◆ **Page extract**:
== == ==

Phase One (three – four months)

Don't Market and Write. I have an excellent pediatrician. He used to tell me that I can be a great mother to my new baby and have a successful career, just not at the same time. Mothers need to be with their new babies and writers need to be with their new books. Dedicate yourself to marketing only for a good three or four months. Let's call this Phase One.

Phase Two (three months)

Once this period is over, Phase Two begins. Return to writing. Writers write. They are not marketers no matter what all of the agents, publishers, and editors say. They can be marketers temporarily, but getting out of touch with your writing for too long and becoming too obsessed with marketing can burn you out and risking your health is never worth it. Besides, the happy news is writing a new book IS your best marketing strategy. So, this is a win-win approach.

Pick a number
Now that you're in Phase Two, pick a number that works for your lifestyle and stick to it. My number is one. I highly recommend this number for you. This means I do one thing every single day that helps me market my current novel. It doesn't matter if it's:

  • posting one Instagram photo
  • or querying about one guest blog idea
  • or pitching to one book reviewer

They are all equivalent. Do the math. One every day is about thirty every month. You do this for three months and that's ninety active things you've done to promote your book after your dedicated marketing time.

Don't abandon writing. Once you do your one activity you're done! No cheating. Return to writing. After this period is over, you're in Phase Three.

Phase Three (continues until the end of your first year period)

Re-evaluate which marketing strategies are working, which are not and only choose Phase Three marketing activities after you've drawn your conclusions. My general recommendation is to choose the two or three strategies that are most effective from Phase Two and only do those in Phase Three.

For example, if you decide you're most effective marketing strategies are Facebook and Goodreads, you now do one activity related to those two strategies every day. If you've had the most success at speaking engagements you work towards setting up another engagement by querying book clubs, schools, and libraries—one a day.

Your number is still one, you're just alternating between only your most successful strategies now. Continue Phase Three until your first twelve months from the release of your novel have passed.

== == ==

Referring expression pointing listing
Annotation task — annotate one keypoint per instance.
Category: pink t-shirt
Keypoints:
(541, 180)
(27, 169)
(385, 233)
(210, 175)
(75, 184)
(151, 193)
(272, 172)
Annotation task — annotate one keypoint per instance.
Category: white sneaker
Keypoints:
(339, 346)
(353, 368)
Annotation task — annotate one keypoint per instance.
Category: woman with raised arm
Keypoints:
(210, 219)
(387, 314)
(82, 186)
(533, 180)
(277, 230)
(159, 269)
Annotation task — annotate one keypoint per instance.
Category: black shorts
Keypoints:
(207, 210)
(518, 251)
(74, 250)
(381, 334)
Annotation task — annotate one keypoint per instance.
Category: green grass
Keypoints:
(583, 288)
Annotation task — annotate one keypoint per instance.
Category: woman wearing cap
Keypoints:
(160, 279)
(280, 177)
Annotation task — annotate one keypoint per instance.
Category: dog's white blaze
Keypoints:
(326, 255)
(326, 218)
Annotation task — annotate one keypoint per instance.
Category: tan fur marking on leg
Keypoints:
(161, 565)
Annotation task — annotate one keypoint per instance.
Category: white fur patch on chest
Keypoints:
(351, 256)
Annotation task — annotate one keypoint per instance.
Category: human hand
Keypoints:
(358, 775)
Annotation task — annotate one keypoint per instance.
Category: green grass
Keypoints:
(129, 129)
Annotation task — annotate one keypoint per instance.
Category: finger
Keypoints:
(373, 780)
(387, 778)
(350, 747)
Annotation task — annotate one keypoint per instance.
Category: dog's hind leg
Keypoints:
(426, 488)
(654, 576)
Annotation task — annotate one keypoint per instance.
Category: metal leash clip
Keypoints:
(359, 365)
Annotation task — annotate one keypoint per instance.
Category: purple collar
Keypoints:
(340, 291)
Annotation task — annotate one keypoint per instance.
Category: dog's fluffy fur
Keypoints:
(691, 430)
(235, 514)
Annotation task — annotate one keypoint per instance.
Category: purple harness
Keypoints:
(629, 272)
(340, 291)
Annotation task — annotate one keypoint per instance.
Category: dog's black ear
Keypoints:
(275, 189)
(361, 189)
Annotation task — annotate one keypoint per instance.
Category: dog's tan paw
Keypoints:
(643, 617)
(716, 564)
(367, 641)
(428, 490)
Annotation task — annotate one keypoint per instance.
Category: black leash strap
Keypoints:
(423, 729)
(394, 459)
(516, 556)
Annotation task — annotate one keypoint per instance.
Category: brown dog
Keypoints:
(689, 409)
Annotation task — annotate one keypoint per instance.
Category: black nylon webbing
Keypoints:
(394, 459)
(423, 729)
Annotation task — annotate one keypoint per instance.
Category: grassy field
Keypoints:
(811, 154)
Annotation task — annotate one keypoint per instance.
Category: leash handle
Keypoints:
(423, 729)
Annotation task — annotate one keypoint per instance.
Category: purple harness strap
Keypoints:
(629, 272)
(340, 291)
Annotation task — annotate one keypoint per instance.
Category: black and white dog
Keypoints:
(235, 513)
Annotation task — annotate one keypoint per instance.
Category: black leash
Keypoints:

== == ==

◆ **Directions for this task**: Can you reproduce the advice on marketing phases verbatim, from "For example, if" up to and including "libraries—one a day."? Rely only on the page extract to respond.

◆ **Completed exercise**:
For example, if you decide you're most effective marketing strategies are Facebook and Goodreads, you now do one activity related to those two strategies every day. If you've had the most success at speaking engagements you work towards setting up another engagement by querying book clubs, schools, and libraries—one a day.